§ **Tasks to carry out**
(a) In the function reference, which kind of algorithms does interpret_model support?
(b) Show each line of the rows that contains the string "every".
Source start
This function returns a container which is the list of all models in stacking.

(h).多模型堆叠(3层以上)
create_stacknet(estimator_list, meta_model = None, fold = 10, round = 4, method = ‘soft’, restack = True, finalize = False, verbose = True)

Description:
This function creates a sequential stack net using cross validated predictions at each layer. The final score grid contains predictions from the meta model using Stratified Cross Validation. Base level models can be passed as estimator_list param, the layers can be organized as a sub list within the estimator_list object. Restacking param controls the ability to expose raw features to meta model.
This function returns a container which is the list of all models in stacking.

(i).模型画图
plot_model(estimator = None, plot = ‘auc’)

Description:
This function takes a trained model object and returns a plot based on the test / hold-out set

(j).模型评估
evaluate_model(estimator): 内部调用plot_model

Description:
This function displays a user interface for all of the available plots for a given estimator. It internally uses the plot_model() function.

(k).模型解释
interpret_model(estimator, plot = ‘summary’, feature = None, observation = None)

Description:
This function takes a trained model object and returns an interpretation plot based on the test / hold-out set. It only supports tree based algorithms. This function is implemented based on the SHAP (SHapley Additive exPlanations), which is a unified approach to explain the output of any machine learning model. SHAP connects game theory with local explanations.

(l).模型校准
calibrate_model(estimator, method = ‘sigmoid’, fold=10, round=4, verbose=True)
Description:
This function takes the input of trained estimator and performs probability calibration with sigmoid or isotonic regression. The output prints a score grid that shows Accuracy, AUC, Recall, Precision, F1 and Kappa by fold (default = 10 Fold). The output of the original estimator and the calibrated estimator (created using this function) might not differ much. In order to see the calibration differences, use ‘calibration’ plot in plot_model to see the difference before and after.

(m).阈值优化
optimize_threshold(estimator, true_positive = 0, true_negative = 0, false_positive = 0, false_negative = 0)
Description:
This function optimizes probability threshold for a trained model using custom cost function that can be defined using combination of True Positives, True Negatives, False Positives (also known as Type I error), and False Negatives (Type II error). This function returns a plot of optimized cost as a function of probability threshold between 0 to 100.

(n).模型预测
predict_model(estimator, data=None, probability_threshold=None, platform=None, authentication=None)
Description:
This function is used to predict new data using a trained estimator. It accepts an estimator created using one of the function in pycaret that returns a trained model object or a list of trained model objects created using stack_models() or create_stacknet(). New unseen data can be passed to data param as pandas Dataframe. If data is not passed, the test / hold-out set separated at the time of setup() is used to generate predictions.
Source end
Record extracts start
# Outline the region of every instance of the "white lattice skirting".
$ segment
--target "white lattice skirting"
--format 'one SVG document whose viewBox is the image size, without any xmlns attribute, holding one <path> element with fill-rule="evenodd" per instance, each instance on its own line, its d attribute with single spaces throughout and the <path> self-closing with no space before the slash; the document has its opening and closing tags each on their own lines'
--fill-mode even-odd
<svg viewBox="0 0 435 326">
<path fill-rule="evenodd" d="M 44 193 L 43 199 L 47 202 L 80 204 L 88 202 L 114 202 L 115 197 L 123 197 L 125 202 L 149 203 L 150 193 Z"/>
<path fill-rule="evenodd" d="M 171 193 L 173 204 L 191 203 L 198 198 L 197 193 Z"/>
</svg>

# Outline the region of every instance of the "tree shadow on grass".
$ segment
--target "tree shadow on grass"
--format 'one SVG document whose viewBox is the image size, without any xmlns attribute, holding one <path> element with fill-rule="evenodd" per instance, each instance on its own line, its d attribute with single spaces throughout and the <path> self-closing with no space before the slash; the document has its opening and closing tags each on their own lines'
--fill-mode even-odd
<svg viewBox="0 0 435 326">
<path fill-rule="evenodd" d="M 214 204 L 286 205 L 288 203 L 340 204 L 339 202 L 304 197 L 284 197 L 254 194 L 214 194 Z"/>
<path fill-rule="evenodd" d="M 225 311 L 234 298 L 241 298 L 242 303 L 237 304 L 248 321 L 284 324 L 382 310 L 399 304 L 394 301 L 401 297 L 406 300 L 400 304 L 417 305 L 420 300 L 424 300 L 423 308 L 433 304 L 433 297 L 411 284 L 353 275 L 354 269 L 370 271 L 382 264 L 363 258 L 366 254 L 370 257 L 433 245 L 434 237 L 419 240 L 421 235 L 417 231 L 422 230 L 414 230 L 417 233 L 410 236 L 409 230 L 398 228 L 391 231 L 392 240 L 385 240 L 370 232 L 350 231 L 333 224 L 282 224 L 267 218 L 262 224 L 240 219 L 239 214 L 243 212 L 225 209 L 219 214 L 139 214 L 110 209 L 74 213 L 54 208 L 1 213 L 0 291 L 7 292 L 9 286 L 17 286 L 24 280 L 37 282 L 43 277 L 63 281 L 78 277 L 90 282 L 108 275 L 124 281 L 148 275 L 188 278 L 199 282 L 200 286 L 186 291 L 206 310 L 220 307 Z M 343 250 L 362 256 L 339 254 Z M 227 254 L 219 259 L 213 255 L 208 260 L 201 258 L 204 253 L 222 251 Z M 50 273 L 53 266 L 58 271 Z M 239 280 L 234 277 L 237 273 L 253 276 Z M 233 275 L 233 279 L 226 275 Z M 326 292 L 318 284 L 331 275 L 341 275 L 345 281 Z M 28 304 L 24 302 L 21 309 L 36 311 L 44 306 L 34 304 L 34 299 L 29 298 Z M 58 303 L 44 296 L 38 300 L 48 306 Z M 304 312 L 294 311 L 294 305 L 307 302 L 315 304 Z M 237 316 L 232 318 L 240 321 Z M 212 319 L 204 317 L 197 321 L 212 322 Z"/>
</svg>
Record extracts end
§ **Answers to the exercise**
(a) Only tree-based algorithms.

(b)
# Outline the region of every instance of the "white lattice skirting".
# Outline the region of every instance of the "tree shadow on grass".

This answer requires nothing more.